INSTRUCTIONS TO FOLLOW ::
If a picture appears among the records, leave it out and set down everything else exactly as it stands.

INPUT DATA ::
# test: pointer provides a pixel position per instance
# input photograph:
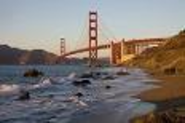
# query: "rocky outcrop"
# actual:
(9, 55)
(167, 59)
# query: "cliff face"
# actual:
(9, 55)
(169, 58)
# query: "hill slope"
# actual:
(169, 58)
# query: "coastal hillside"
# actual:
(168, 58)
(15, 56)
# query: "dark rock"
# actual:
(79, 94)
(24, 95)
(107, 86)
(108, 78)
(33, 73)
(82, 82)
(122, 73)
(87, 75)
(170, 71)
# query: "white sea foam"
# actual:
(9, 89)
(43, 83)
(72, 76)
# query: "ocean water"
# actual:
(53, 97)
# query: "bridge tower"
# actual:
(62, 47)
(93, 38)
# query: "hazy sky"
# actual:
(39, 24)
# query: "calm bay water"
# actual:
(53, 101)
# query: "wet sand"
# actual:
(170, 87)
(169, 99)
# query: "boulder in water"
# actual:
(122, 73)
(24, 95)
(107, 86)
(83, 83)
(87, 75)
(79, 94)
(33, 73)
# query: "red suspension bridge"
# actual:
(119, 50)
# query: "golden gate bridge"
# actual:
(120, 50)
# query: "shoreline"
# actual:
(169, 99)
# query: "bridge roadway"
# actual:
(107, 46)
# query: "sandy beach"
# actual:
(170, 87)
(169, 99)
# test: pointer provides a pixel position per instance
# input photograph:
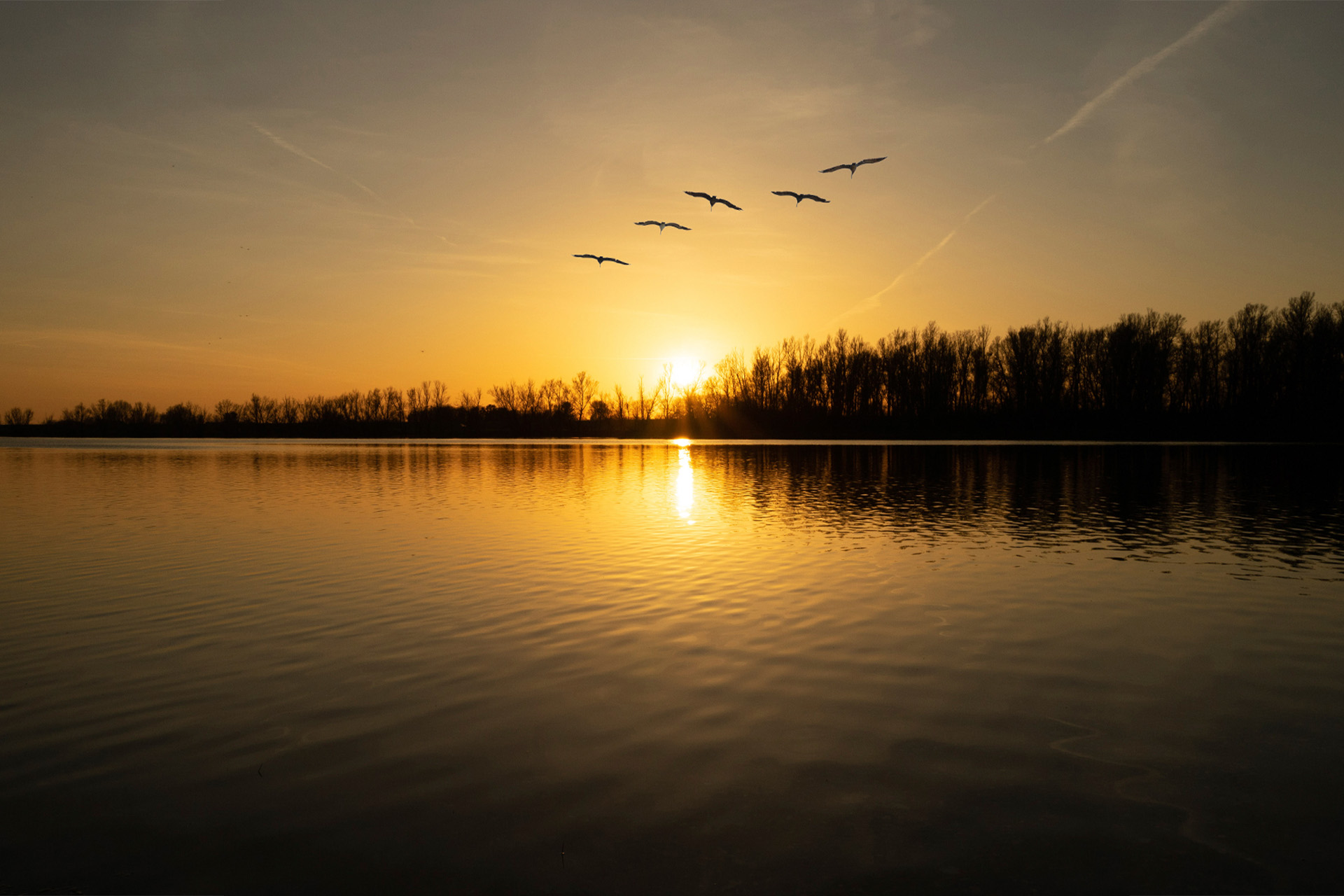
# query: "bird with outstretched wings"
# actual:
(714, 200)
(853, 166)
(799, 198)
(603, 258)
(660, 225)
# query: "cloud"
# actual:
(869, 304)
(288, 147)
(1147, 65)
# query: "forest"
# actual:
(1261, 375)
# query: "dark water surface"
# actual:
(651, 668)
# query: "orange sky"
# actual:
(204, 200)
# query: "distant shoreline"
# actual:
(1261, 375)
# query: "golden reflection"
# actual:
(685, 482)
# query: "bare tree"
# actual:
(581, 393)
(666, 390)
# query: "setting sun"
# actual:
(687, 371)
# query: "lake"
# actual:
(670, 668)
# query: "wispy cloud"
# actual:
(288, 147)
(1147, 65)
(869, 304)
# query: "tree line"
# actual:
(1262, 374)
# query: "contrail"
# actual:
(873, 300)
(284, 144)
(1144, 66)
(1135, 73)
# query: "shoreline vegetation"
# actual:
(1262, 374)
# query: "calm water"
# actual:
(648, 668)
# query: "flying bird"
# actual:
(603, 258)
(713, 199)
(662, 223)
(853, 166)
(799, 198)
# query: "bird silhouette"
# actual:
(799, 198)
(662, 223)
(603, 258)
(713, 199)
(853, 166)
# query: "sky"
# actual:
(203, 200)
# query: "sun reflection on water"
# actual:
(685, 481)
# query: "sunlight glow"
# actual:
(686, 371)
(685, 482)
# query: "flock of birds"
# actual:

EXERCISE SOLUTION ::
# test: pointer provides a pixel position per instance
# input photograph:
# query: "rocky outcrop"
# actual:
(9, 55)
(167, 59)
# query: "cliff face"
# actual:
(9, 55)
(169, 58)
# query: "hill slope"
# actual:
(169, 58)
# query: "coastal hillside"
# actual:
(168, 58)
(15, 56)
# query: "dark rock"
# actual:
(79, 94)
(24, 95)
(107, 86)
(108, 78)
(33, 73)
(82, 82)
(122, 73)
(87, 75)
(170, 71)
# query: "white sea foam"
# actual:
(9, 89)
(43, 83)
(72, 76)
# query: "ocean water"
# actual:
(53, 97)
# query: "bridge tower"
# actual:
(62, 47)
(93, 38)
# query: "hazy sky"
# actual:
(39, 24)
# query: "calm bay water"
# actual:
(53, 101)
# query: "wet sand"
# actual:
(170, 87)
(169, 99)
# query: "boulder in water"
# actual:
(122, 73)
(24, 95)
(107, 86)
(83, 83)
(87, 75)
(79, 94)
(33, 73)
# query: "red suspension bridge"
# actual:
(119, 50)
# query: "golden gate bridge"
# actual:
(120, 50)
# query: "shoreline"
# actual:
(169, 99)
# query: "bridge roadway"
# actual:
(107, 46)
# query: "sandy beach"
# actual:
(170, 87)
(169, 99)
# test: pointer provides a pixel position per instance
# input photograph:
# query: "bird with outstretched wings"
# actual:
(714, 200)
(853, 166)
(799, 198)
(603, 258)
(660, 225)
# query: "cloud"
# actual:
(869, 304)
(288, 147)
(1147, 65)
# query: "forest"
# actual:
(1261, 375)
# query: "dark water surface"
# actual:
(651, 668)
# query: "orange sky"
# actual:
(204, 200)
# query: "distant shoreline"
# actual:
(1261, 375)
# query: "golden reflection"
# actual:
(685, 482)
# query: "bare tree"
# actual:
(581, 393)
(666, 390)
# query: "setting sun"
# actual:
(687, 371)
# query: "lake"
# actual:
(670, 668)
# query: "wispy cloud"
# actual:
(288, 147)
(1147, 65)
(869, 304)
# query: "tree line"
# actual:
(1262, 374)
# query: "contrail"
# actual:
(873, 300)
(284, 144)
(1144, 66)
(1135, 73)
# query: "shoreline vegetation"
# actual:
(1262, 374)
# query: "calm water"
# actual:
(648, 668)
# query: "flying bird"
# actual:
(603, 258)
(713, 199)
(662, 223)
(853, 166)
(799, 198)
# query: "bird silhouette"
# actual:
(799, 198)
(662, 223)
(603, 258)
(713, 199)
(853, 166)
# query: "sky"
# actual:
(203, 200)
# query: "sun reflection on water"
# actual:
(685, 481)
# query: "sunlight glow"
# actual:
(686, 371)
(685, 482)
# query: "flock of birds"
# actual:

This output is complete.